→ Aim of the task
Filter out every line below that lacks "raft", and copy the rest.

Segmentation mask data
■ ■ ■ ■ ■

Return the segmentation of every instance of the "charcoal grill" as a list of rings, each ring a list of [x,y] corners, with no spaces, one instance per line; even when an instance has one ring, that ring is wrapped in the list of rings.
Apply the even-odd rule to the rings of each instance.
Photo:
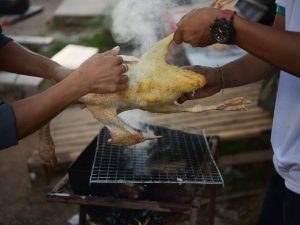
[[[109,132],[98,135],[90,184],[181,183],[223,184],[205,135],[143,125],[163,138],[124,148],[107,144]]]
[[[159,126],[145,127],[163,138],[124,148],[109,145],[109,132],[102,129],[71,165],[68,175],[48,194],[48,200],[79,204],[80,224],[85,224],[89,207],[95,206],[100,210],[113,207],[190,213],[191,224],[198,224],[202,190],[204,184],[209,184],[208,222],[213,224],[216,185],[223,184],[212,156],[216,153],[218,138]],[[66,191],[68,183],[73,193]],[[161,198],[161,193],[159,198],[150,193],[154,197],[127,199],[114,194],[117,185],[122,184],[143,184],[152,191],[156,186],[179,191],[192,185],[194,192],[188,202],[170,201]],[[170,192],[166,190],[165,193]],[[180,197],[177,192],[176,198]]]

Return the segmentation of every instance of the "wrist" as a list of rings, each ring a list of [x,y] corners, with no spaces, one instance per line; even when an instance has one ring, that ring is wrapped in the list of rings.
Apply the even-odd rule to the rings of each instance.
[[[225,89],[225,78],[224,78],[224,70],[222,67],[220,67],[219,65],[217,65],[217,67],[215,67],[215,69],[217,70],[217,78],[216,80],[218,81],[218,89],[219,91],[224,90]]]
[[[92,92],[90,82],[79,70],[71,72],[66,80],[71,82],[71,86],[76,89],[79,98]]]
[[[215,21],[210,25],[210,35],[215,43],[233,44],[235,39],[235,11],[220,10]]]
[[[224,89],[226,88],[233,88],[239,86],[236,82],[236,78],[234,76],[235,72],[232,68],[231,64],[225,64],[220,67],[223,72],[223,78],[224,78]]]
[[[249,21],[245,20],[243,17],[239,15],[235,15],[233,20],[233,26],[235,28],[235,36],[233,43],[240,46],[241,42],[245,41],[249,32]]]
[[[217,69],[218,69],[219,75],[220,75],[220,88],[221,88],[220,90],[224,90],[225,89],[224,70],[220,66],[218,66]]]

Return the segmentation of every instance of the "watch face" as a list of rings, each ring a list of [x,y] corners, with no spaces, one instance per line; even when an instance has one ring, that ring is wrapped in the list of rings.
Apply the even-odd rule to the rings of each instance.
[[[234,29],[230,21],[225,19],[217,19],[211,25],[210,32],[215,42],[226,44],[232,40]]]
[[[230,33],[228,30],[228,26],[226,24],[222,24],[216,28],[215,39],[218,43],[227,43],[230,39]]]

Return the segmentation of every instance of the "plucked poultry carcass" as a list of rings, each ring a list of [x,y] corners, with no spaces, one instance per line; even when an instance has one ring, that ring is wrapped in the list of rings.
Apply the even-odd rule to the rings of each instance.
[[[209,7],[233,10],[237,0],[214,0]],[[157,113],[204,112],[207,110],[244,110],[246,101],[238,97],[212,106],[194,105],[193,107],[175,104],[183,93],[194,91],[205,85],[203,76],[166,63],[168,47],[173,36],[158,42],[139,60],[124,57],[129,71],[129,87],[118,94],[88,94],[82,98],[93,116],[110,131],[111,144],[132,145],[147,139],[159,138],[146,136],[125,124],[117,114],[130,109],[143,109]],[[55,144],[51,137],[50,125],[39,131],[39,155],[46,163],[56,164]]]
[[[207,110],[241,110],[244,99],[235,98],[213,106],[177,105],[176,100],[186,92],[192,92],[205,85],[205,78],[193,71],[184,70],[166,63],[168,46],[173,35],[152,47],[142,58],[129,65],[128,90],[116,94],[88,94],[82,98],[93,116],[110,131],[110,144],[132,145],[147,139],[140,131],[125,124],[117,114],[142,109],[155,113],[203,112]]]
[[[129,60],[128,89],[114,94],[88,94],[81,98],[93,116],[105,125],[111,135],[113,145],[133,145],[147,139],[158,138],[147,136],[141,131],[124,123],[118,114],[141,109],[155,113],[193,112],[208,110],[244,110],[245,99],[242,97],[211,105],[185,106],[176,104],[176,100],[186,92],[193,92],[205,85],[205,78],[193,71],[166,63],[168,47],[173,35],[156,43],[140,59]],[[124,57],[126,62],[126,57]],[[50,136],[49,126],[40,131],[40,156],[43,160],[55,163],[54,143]]]

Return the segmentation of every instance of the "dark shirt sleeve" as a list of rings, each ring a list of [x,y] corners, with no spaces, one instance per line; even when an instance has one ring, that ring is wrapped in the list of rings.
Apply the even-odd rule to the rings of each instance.
[[[2,34],[0,26],[0,48],[12,40]],[[10,104],[0,101],[0,150],[18,144],[15,113]]]
[[[2,34],[2,27],[0,26],[0,48],[2,48],[7,42],[11,41],[12,39],[6,37]]]
[[[16,118],[12,106],[0,101],[0,150],[18,144]]]

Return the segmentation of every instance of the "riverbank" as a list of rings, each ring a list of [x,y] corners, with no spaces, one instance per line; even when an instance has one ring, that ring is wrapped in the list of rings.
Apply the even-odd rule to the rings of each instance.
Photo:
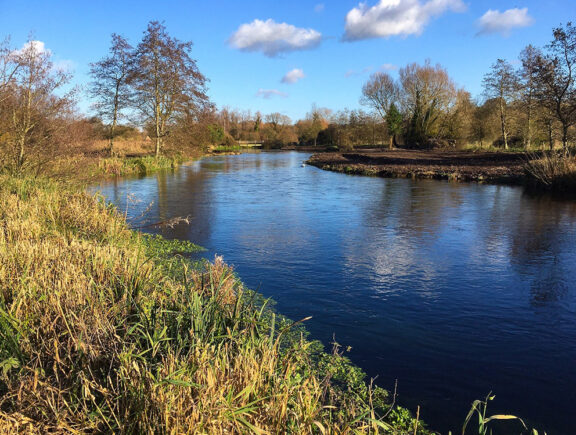
[[[157,171],[175,169],[196,156],[159,156],[145,154],[105,157],[100,154],[79,154],[50,162],[43,173],[53,179],[67,179],[89,184],[99,179],[127,175],[149,175]]]
[[[355,175],[521,184],[524,153],[378,150],[314,154],[308,164]]]
[[[0,216],[0,432],[427,433],[191,243],[49,180]]]
[[[89,184],[103,178],[128,175],[143,176],[167,169],[176,169],[183,163],[205,156],[238,154],[241,153],[238,151],[219,150],[205,154],[171,154],[158,157],[145,153],[116,157],[102,156],[99,153],[81,154],[55,160],[45,172],[52,178],[71,179],[76,182]]]

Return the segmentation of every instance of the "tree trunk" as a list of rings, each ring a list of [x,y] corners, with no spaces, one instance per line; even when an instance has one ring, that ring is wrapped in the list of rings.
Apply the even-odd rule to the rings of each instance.
[[[18,140],[18,161],[16,162],[16,168],[18,171],[24,166],[24,155],[25,155],[25,145],[26,145],[26,136],[22,135]]]
[[[500,127],[502,129],[502,140],[504,141],[504,148],[508,149],[508,132],[506,131],[506,114],[504,110],[504,99],[500,98]]]
[[[564,152],[568,150],[568,124],[562,123],[562,149]]]
[[[156,106],[156,157],[160,156],[160,148],[162,147],[162,139],[160,137],[160,107]]]
[[[20,130],[20,137],[18,138],[18,161],[17,170],[18,172],[24,166],[24,159],[26,155],[26,135],[32,129],[31,119],[32,119],[32,82],[33,77],[30,73],[28,77],[28,86],[26,88],[26,105],[24,106],[25,112],[23,116],[22,126]]]
[[[530,102],[528,103],[528,113],[527,113],[527,117],[528,117],[528,131],[527,133],[527,138],[526,138],[526,149],[530,148],[530,145],[532,144],[532,102],[530,99]]]
[[[114,126],[110,127],[110,142],[108,142],[108,155],[114,157]]]
[[[114,157],[114,155],[116,154],[114,152],[114,132],[116,131],[116,124],[117,124],[116,110],[114,110],[114,119],[112,119],[112,125],[110,126],[110,143],[108,144],[108,155],[110,157]]]
[[[160,157],[160,147],[162,141],[160,139],[160,84],[158,72],[158,58],[156,57],[156,64],[154,65],[154,122],[156,123],[156,158]]]
[[[114,94],[114,113],[112,114],[112,125],[110,126],[110,144],[108,146],[108,154],[114,157],[114,132],[118,124],[118,106],[120,104],[118,95],[120,92],[120,83],[116,83],[116,93]]]
[[[394,149],[394,142],[396,142],[396,139],[394,138],[395,135],[390,136],[390,149]]]

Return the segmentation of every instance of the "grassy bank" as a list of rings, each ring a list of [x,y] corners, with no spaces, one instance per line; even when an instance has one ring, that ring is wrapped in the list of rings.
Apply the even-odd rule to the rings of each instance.
[[[0,432],[426,433],[221,259],[0,176]]]
[[[105,177],[125,175],[148,175],[164,169],[174,169],[193,157],[139,156],[102,157],[99,155],[78,155],[52,162],[45,173],[55,178],[73,179],[75,182],[89,183]]]
[[[211,149],[214,154],[240,153],[241,151],[242,147],[240,145],[220,145]]]
[[[144,156],[101,158],[95,168],[95,176],[147,175],[162,169],[173,169],[183,163],[183,156]]]

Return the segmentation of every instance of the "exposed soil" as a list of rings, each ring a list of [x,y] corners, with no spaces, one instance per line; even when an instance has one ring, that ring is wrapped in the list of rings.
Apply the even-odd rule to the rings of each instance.
[[[314,154],[308,164],[346,174],[519,184],[523,153],[374,150]]]

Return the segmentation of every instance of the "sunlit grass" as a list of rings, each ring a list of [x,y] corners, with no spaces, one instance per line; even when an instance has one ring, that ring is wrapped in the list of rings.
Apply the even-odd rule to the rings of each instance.
[[[218,145],[212,147],[211,151],[215,153],[239,152],[242,151],[242,147],[240,145]]]
[[[148,175],[174,169],[186,160],[181,155],[144,157],[86,157],[71,156],[51,162],[45,173],[51,178],[71,180],[74,183],[92,182],[102,177]]]
[[[0,176],[0,222],[1,433],[426,432],[221,258],[50,181]]]
[[[161,169],[170,169],[182,163],[181,157],[109,157],[98,161],[97,172],[102,175],[146,175]]]

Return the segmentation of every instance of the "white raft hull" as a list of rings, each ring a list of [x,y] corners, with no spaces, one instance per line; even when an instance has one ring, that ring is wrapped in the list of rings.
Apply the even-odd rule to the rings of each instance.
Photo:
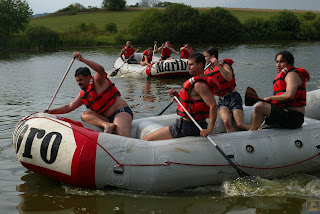
[[[308,102],[313,99],[320,99],[320,90],[308,93]],[[310,106],[320,107],[313,103]],[[254,107],[244,108],[246,123],[252,120],[253,110]],[[314,115],[316,111],[310,110]],[[17,124],[12,142],[23,166],[75,186],[170,192],[221,184],[238,177],[206,138],[141,140],[176,118],[172,114],[134,120],[131,137],[126,138],[98,132],[88,124],[37,113]],[[223,133],[218,118],[211,137],[243,171],[271,179],[320,170],[319,130],[319,120],[305,118],[303,126],[294,130]]]
[[[142,53],[135,53],[136,62],[142,60]],[[171,59],[158,62],[159,58],[154,57],[152,66],[141,66],[140,64],[128,64],[119,57],[113,67],[119,69],[117,76],[125,76],[131,78],[146,78],[151,72],[152,78],[163,77],[181,77],[188,76],[188,60],[187,59]]]

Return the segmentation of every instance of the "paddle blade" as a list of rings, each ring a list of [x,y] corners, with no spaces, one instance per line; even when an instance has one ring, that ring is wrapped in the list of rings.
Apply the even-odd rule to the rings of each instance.
[[[253,106],[259,100],[261,100],[261,99],[258,97],[257,92],[253,88],[248,87],[246,90],[246,95],[244,97],[244,104],[246,106]]]
[[[111,72],[110,76],[111,76],[111,77],[114,77],[115,75],[117,75],[118,71],[119,71],[119,68],[117,68],[116,70],[114,70],[113,72]]]

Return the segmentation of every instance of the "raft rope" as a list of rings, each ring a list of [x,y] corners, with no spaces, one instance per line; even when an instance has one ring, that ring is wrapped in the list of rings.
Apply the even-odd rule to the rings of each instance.
[[[30,114],[29,116],[25,117],[24,119],[22,119],[21,121],[26,121],[26,120],[31,120],[31,119],[34,119],[34,118],[42,118],[42,119],[48,119],[48,120],[51,120],[53,122],[56,122],[56,123],[59,123],[67,128],[70,128],[72,129],[72,127],[69,127],[67,126],[66,124],[62,123],[62,122],[59,122],[57,121],[56,119],[52,119],[52,118],[48,118],[48,117],[40,117],[40,116],[36,116],[36,117],[31,117],[33,114],[36,114],[36,113],[32,113]],[[83,129],[86,129],[85,127],[79,127],[79,128],[83,128]],[[116,162],[116,164],[118,164],[119,167],[121,166],[169,166],[171,164],[176,164],[176,165],[187,165],[187,166],[231,166],[230,164],[194,164],[194,163],[181,163],[181,162],[174,162],[174,161],[166,161],[164,163],[159,163],[159,164],[122,164],[120,163],[119,161],[117,161],[117,159],[115,157],[112,156],[112,154],[110,152],[108,152],[102,145],[100,145],[98,142],[96,142],[95,140],[93,140],[91,137],[79,132],[78,130],[75,130],[75,129],[72,129],[73,131],[77,132],[78,134],[81,134],[82,136],[88,138],[89,140],[91,140],[93,143],[97,144],[103,151],[105,151],[112,160],[114,160]],[[90,129],[88,129],[90,130]],[[250,169],[280,169],[280,168],[286,168],[286,167],[290,167],[290,166],[294,166],[294,165],[298,165],[298,164],[301,164],[301,163],[304,163],[306,161],[309,161],[317,156],[319,156],[320,153],[310,157],[310,158],[307,158],[305,160],[301,160],[299,162],[296,162],[296,163],[292,163],[292,164],[288,164],[288,165],[283,165],[283,166],[274,166],[274,167],[254,167],[254,166],[245,166],[245,165],[240,165],[240,164],[237,164],[237,166],[240,166],[240,167],[244,167],[244,168],[250,168]]]

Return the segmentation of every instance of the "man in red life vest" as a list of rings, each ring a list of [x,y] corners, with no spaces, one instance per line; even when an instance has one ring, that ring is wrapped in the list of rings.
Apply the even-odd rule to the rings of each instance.
[[[142,66],[145,66],[145,65],[151,66],[152,56],[153,56],[153,49],[151,47],[149,47],[147,50],[143,51],[142,60],[141,60],[140,64]]]
[[[134,54],[135,51],[136,51],[136,49],[134,49],[133,46],[131,45],[131,41],[127,41],[126,46],[122,47],[122,50],[120,52],[120,57],[123,61],[127,60],[131,57],[132,54]],[[138,51],[140,51],[140,47],[138,48]],[[124,55],[124,59],[122,58],[122,55]],[[128,60],[128,63],[129,63],[129,61],[134,61],[134,56],[132,56]]]
[[[226,131],[235,131],[232,126],[232,117],[240,130],[249,130],[250,126],[243,122],[243,101],[236,90],[234,72],[231,67],[233,61],[231,59],[218,61],[218,50],[214,47],[209,47],[203,54],[207,64],[211,63],[205,75],[214,77],[220,83],[220,90],[215,91],[215,95],[219,96],[219,112]]]
[[[79,52],[73,55],[87,64],[96,74],[92,77],[89,68],[80,67],[75,78],[81,88],[78,96],[67,105],[45,110],[49,114],[65,114],[85,104],[90,110],[81,114],[81,119],[89,124],[101,127],[106,133],[129,137],[133,114],[114,84],[107,78],[104,68],[96,62],[85,59]]]
[[[161,57],[159,61],[166,60],[166,59],[173,59],[171,57],[171,52],[174,52],[175,54],[179,55],[179,52],[175,51],[173,49],[173,46],[170,45],[170,41],[166,41],[160,48],[156,49],[157,52],[161,51]]]
[[[189,44],[184,44],[183,47],[180,48],[180,51],[182,59],[188,59],[189,55],[193,53],[193,49]]]
[[[294,57],[288,51],[282,51],[275,57],[278,75],[273,81],[274,96],[256,105],[250,130],[257,130],[265,121],[266,125],[276,125],[295,129],[304,122],[306,102],[306,82],[309,73],[304,68],[295,68]]]
[[[182,105],[199,123],[202,130],[199,131],[183,108],[178,105],[177,113],[181,117],[174,124],[145,136],[144,140],[154,141],[199,135],[206,137],[213,131],[218,111],[213,90],[219,85],[213,78],[204,76],[204,66],[203,54],[191,54],[188,60],[188,70],[193,77],[183,84],[180,95],[173,89],[169,91],[171,97],[177,96],[181,100]],[[209,118],[209,124],[206,118]]]

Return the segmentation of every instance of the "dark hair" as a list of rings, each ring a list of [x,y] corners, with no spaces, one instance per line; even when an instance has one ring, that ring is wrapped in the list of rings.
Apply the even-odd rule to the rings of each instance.
[[[87,68],[87,67],[78,68],[76,70],[76,73],[74,74],[74,76],[76,77],[76,76],[79,76],[79,75],[82,75],[84,77],[88,77],[89,75],[92,76],[89,68]]]
[[[294,57],[289,51],[281,51],[278,53],[275,57],[275,60],[277,61],[277,57],[281,55],[281,59],[285,62],[287,62],[289,65],[294,65]]]
[[[197,64],[202,62],[203,68],[206,65],[206,58],[204,57],[204,55],[202,53],[192,53],[189,55],[188,59],[195,59]]]
[[[215,48],[215,47],[208,47],[207,48],[207,50],[205,50],[205,52],[208,52],[209,53],[209,55],[210,56],[215,56],[217,59],[219,59],[218,58],[218,49],[217,48]]]

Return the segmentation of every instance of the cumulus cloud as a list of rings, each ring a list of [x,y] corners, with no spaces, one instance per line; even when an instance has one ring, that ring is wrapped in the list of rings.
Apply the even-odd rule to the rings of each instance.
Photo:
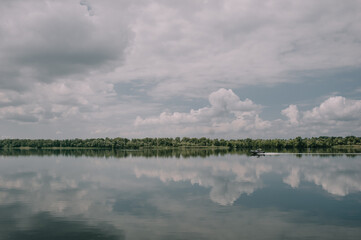
[[[256,112],[260,106],[254,104],[251,100],[241,101],[231,89],[221,88],[209,95],[210,107],[204,107],[197,110],[191,110],[189,113],[166,113],[163,112],[159,117],[142,119],[138,117],[135,125],[146,124],[178,124],[178,123],[196,123],[228,117],[229,114],[240,116],[243,112]]]
[[[303,120],[308,122],[358,121],[361,117],[361,100],[349,100],[341,96],[330,97],[319,107],[306,111]]]
[[[288,106],[288,108],[283,109],[281,113],[288,117],[291,124],[298,124],[299,112],[296,105]]]
[[[259,118],[262,106],[250,99],[241,101],[231,90],[221,88],[208,97],[210,107],[191,110],[189,113],[163,112],[159,117],[137,117],[135,126],[144,125],[183,125],[184,127],[203,126],[205,131],[227,132],[240,129],[267,128],[269,123]]]
[[[299,111],[296,105],[282,110],[287,123],[295,129],[313,134],[355,134],[361,129],[361,100],[342,96],[329,97],[311,110]]]
[[[218,133],[223,136],[275,137],[297,135],[341,134],[359,131],[361,127],[361,100],[341,96],[330,97],[311,110],[300,111],[291,104],[281,111],[287,120],[265,120],[260,117],[262,106],[250,99],[241,101],[231,89],[219,89],[209,95],[210,107],[191,110],[189,113],[162,112],[157,117],[138,116],[138,128],[172,126],[168,134],[198,135]],[[238,134],[238,135],[237,135]]]

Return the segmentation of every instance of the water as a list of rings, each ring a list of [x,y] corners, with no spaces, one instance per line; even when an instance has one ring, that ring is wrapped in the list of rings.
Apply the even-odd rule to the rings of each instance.
[[[361,239],[361,155],[0,152],[0,239]]]

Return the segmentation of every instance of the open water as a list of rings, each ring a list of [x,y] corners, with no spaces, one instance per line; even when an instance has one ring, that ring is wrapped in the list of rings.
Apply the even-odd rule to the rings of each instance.
[[[0,152],[0,239],[361,239],[361,155]]]

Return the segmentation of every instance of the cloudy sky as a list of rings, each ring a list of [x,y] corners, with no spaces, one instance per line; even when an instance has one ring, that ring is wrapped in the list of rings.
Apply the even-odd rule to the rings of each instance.
[[[0,137],[361,135],[361,1],[3,0]]]

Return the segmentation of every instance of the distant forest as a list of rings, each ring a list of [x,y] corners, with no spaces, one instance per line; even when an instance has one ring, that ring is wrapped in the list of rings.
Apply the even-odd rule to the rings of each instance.
[[[92,139],[1,139],[0,149],[9,148],[89,148],[89,149],[162,149],[162,148],[227,148],[227,149],[305,149],[336,146],[361,147],[361,137],[296,137],[292,139],[209,139],[209,138],[92,138]]]

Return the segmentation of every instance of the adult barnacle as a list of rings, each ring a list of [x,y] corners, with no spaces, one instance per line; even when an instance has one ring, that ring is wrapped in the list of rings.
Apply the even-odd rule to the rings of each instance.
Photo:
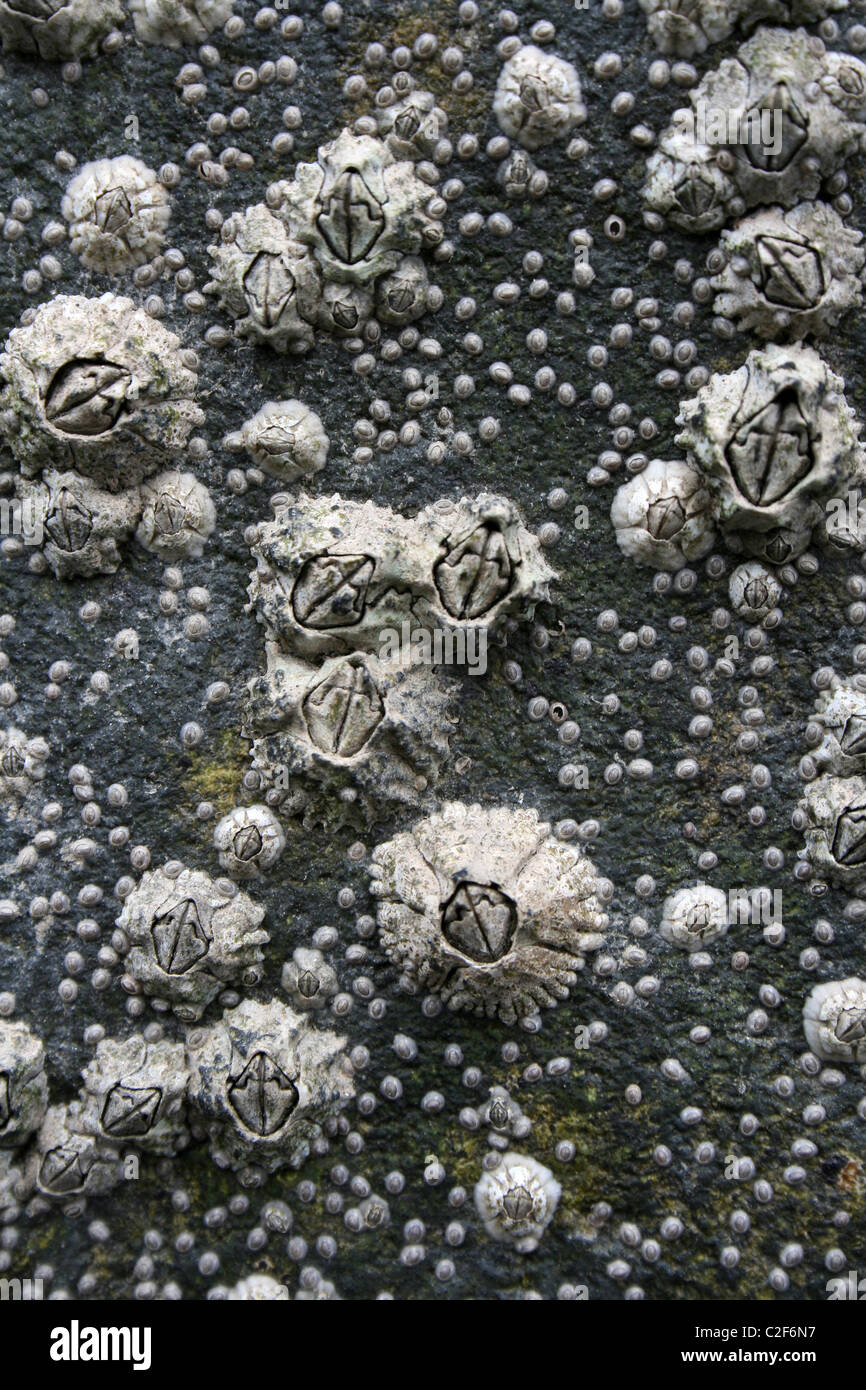
[[[228,984],[261,978],[264,915],[227,879],[149,870],[117,919],[131,943],[125,987],[167,1000],[178,1018],[200,1018]]]
[[[550,179],[526,150],[515,149],[497,169],[496,182],[508,198],[540,198],[547,192]]]
[[[728,594],[738,618],[760,623],[778,604],[782,586],[772,570],[757,560],[746,560],[732,570]]]
[[[25,1177],[42,1197],[81,1210],[85,1197],[110,1192],[123,1178],[118,1149],[74,1128],[80,1107],[51,1105],[28,1154]]]
[[[567,999],[604,941],[602,882],[536,811],[450,802],[378,845],[370,891],[408,989],[505,1023]]]
[[[561,1192],[542,1163],[506,1153],[475,1184],[475,1206],[489,1236],[528,1255],[553,1220]]]
[[[321,951],[298,946],[291,960],[283,966],[281,982],[292,1001],[292,1007],[307,1010],[323,1009],[339,988],[337,972]]]
[[[678,570],[713,546],[712,498],[680,459],[652,459],[617,489],[610,509],[620,550],[639,565]]]
[[[26,1143],[47,1106],[42,1039],[26,1023],[0,1019],[0,1149]]]
[[[741,0],[639,0],[661,53],[691,58],[721,43],[737,23]]]
[[[298,1168],[355,1094],[345,1038],[272,999],[187,1034],[190,1103],[221,1167]]]
[[[9,447],[27,477],[71,468],[120,492],[180,453],[204,419],[197,368],[131,299],[57,295],[0,356]]]
[[[213,498],[194,473],[158,473],[141,486],[135,539],[164,560],[201,555],[216,525]]]
[[[801,857],[833,883],[866,883],[866,777],[818,777],[800,810],[806,822]]]
[[[708,883],[680,888],[665,899],[659,934],[672,946],[703,951],[728,930],[728,899]]]
[[[60,210],[81,264],[109,275],[157,255],[171,216],[168,193],[156,174],[131,155],[82,165]]]
[[[248,1274],[238,1280],[228,1295],[230,1303],[274,1303],[287,1302],[289,1290],[285,1284],[278,1284],[270,1274]]]
[[[812,719],[823,731],[811,750],[820,771],[840,777],[866,773],[866,691],[836,678],[818,696]]]
[[[119,0],[0,0],[0,39],[6,53],[66,62],[95,53],[123,17]]]
[[[213,279],[205,290],[235,321],[242,338],[277,352],[307,352],[319,308],[319,274],[278,217],[257,203],[226,218],[208,247]]]
[[[15,490],[40,518],[42,553],[58,579],[114,574],[141,515],[137,488],[105,492],[79,473],[46,469],[38,480],[18,478]]]
[[[0,729],[0,806],[16,811],[45,776],[48,744],[9,724]]]
[[[500,129],[527,150],[562,139],[586,116],[574,67],[533,44],[502,65],[493,111]]]
[[[376,313],[382,323],[412,323],[426,312],[429,289],[424,262],[404,256],[397,269],[376,284]]]
[[[103,1038],[84,1071],[80,1110],[70,1127],[99,1143],[175,1154],[189,1142],[182,1043]]]
[[[763,208],[722,232],[715,311],[762,338],[824,336],[861,303],[862,240],[826,203]]]
[[[166,48],[202,43],[225,24],[232,7],[233,0],[129,0],[137,37]]]
[[[286,847],[280,823],[268,806],[236,806],[217,822],[214,849],[232,878],[254,878],[276,864]]]
[[[714,231],[745,206],[710,146],[676,125],[660,135],[646,162],[643,199],[653,212],[693,233]]]
[[[815,985],[803,1005],[803,1031],[825,1062],[866,1062],[866,982],[852,975]]]
[[[266,473],[287,483],[324,468],[330,446],[315,411],[294,400],[267,401],[224,442],[227,449],[245,449]]]
[[[448,128],[432,92],[409,92],[376,114],[379,134],[396,159],[432,159]]]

■ ■ ■ ■ ■

→ Response area
Return the segmentation of every instance of the "white raft hull" as a list of rings, each ring a list of [x,y] corners, with no spaces, one instance per line; even when an instance has one ring, that ring is wrapped in the list of rings.
Return the segmentation of every instance of the "raft rope" as a list of rings, each ring a list of [x,y] corners, with no spaces, one instance per line; even when an instance has one ring, that ring is wrapped in the list of rings.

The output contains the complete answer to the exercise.